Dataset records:
::::::
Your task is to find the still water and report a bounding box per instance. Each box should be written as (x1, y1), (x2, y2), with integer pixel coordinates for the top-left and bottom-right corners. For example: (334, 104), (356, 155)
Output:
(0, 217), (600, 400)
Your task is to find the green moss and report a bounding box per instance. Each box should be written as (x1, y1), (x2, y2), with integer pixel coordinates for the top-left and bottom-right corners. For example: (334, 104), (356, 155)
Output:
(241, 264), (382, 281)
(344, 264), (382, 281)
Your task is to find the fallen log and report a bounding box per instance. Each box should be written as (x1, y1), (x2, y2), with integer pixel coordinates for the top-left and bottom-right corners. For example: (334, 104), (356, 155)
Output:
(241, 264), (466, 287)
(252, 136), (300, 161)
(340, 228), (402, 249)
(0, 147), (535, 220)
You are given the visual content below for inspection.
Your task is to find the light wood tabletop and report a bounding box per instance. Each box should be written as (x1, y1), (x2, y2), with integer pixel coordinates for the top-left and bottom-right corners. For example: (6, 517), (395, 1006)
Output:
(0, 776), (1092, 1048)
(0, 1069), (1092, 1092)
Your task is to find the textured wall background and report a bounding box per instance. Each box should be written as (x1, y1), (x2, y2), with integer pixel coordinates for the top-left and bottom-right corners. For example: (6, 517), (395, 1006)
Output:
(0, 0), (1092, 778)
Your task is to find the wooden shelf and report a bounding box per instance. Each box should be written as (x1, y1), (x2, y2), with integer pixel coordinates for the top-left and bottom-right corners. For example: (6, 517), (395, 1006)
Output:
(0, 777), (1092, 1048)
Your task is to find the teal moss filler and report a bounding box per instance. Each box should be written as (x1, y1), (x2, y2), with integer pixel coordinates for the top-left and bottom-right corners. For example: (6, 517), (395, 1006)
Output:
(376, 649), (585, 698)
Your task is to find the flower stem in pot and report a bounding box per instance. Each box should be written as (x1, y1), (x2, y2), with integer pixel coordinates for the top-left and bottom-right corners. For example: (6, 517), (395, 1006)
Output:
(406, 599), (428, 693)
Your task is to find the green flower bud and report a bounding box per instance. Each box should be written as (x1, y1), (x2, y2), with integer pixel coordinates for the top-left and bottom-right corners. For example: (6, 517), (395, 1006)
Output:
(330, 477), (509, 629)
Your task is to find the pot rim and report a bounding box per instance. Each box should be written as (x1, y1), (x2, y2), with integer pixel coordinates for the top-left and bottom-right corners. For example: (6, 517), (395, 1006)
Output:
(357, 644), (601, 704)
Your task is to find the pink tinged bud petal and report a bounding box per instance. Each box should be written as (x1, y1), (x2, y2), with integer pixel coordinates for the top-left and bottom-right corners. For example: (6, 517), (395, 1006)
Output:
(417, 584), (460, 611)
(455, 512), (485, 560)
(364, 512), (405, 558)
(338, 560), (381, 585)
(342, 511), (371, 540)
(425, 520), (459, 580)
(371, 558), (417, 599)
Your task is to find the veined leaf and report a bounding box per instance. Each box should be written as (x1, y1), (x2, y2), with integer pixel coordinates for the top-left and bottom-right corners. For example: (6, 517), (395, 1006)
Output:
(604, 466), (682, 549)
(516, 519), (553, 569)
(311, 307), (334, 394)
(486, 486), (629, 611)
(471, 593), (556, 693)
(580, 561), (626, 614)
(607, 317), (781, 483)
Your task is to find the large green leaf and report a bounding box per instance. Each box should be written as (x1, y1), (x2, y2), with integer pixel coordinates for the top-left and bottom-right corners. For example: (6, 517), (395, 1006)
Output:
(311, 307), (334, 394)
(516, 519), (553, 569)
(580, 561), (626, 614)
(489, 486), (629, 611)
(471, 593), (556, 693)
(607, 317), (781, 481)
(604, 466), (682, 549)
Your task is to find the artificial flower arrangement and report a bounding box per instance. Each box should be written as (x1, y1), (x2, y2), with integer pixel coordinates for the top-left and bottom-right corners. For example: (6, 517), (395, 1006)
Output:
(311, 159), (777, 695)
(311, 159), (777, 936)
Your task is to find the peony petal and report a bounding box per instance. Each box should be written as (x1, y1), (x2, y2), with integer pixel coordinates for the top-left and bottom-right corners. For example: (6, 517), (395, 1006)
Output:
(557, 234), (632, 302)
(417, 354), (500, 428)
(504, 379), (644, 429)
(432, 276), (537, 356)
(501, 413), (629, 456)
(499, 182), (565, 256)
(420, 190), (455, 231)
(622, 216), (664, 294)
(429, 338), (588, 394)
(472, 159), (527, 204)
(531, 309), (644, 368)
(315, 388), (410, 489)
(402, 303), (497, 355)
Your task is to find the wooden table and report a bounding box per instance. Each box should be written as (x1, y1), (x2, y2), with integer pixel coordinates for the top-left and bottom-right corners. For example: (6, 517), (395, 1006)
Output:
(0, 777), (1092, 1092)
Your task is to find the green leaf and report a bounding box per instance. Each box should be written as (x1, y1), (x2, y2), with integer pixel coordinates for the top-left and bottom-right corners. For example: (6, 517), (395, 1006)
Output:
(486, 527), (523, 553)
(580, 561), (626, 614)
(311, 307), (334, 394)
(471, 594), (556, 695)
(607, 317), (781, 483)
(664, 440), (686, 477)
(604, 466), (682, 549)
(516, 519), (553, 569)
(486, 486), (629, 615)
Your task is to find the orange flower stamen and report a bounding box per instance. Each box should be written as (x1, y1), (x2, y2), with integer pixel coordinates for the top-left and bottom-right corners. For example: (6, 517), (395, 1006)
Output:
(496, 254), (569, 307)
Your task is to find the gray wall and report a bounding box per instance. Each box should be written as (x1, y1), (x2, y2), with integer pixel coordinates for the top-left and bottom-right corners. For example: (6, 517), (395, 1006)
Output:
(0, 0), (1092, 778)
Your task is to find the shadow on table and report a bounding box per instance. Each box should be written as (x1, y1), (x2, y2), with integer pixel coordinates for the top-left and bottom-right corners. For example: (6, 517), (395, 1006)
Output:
::::::
- What the exercise asks
Please give the lines again from the first one through the line that has "(0, 147), (535, 220)", switching "fallen log" to "tree trunk" and leaving everything else unchanged.

- Complete output
Your task is to find the still water and report a bounding box per instance. Each box should be written as (x1, y1), (x2, y2), with integer pixel coordinates for the top-left and bottom-right corners. For example: (334, 104), (356, 155)
Output:
(0, 217), (600, 400)
Your task is to find the green moss and report a bounding box per instance. Each box should be written as (x1, y1), (x2, y2), with integer pixel coordinates for the top-left and bottom-right corners. For example: (334, 104), (356, 155)
Output:
(241, 264), (382, 281)
(344, 264), (382, 281)
Your task is to find the tree trunk and report a bounding box per instance. Each box should be written as (x1, y1), (x2, y2), with integer pixel coordinates for the top-left and bottom-right corners. For example: (334, 104), (356, 155)
Output:
(241, 264), (466, 287)
(252, 136), (300, 161)
(340, 228), (402, 249)
(0, 147), (535, 220)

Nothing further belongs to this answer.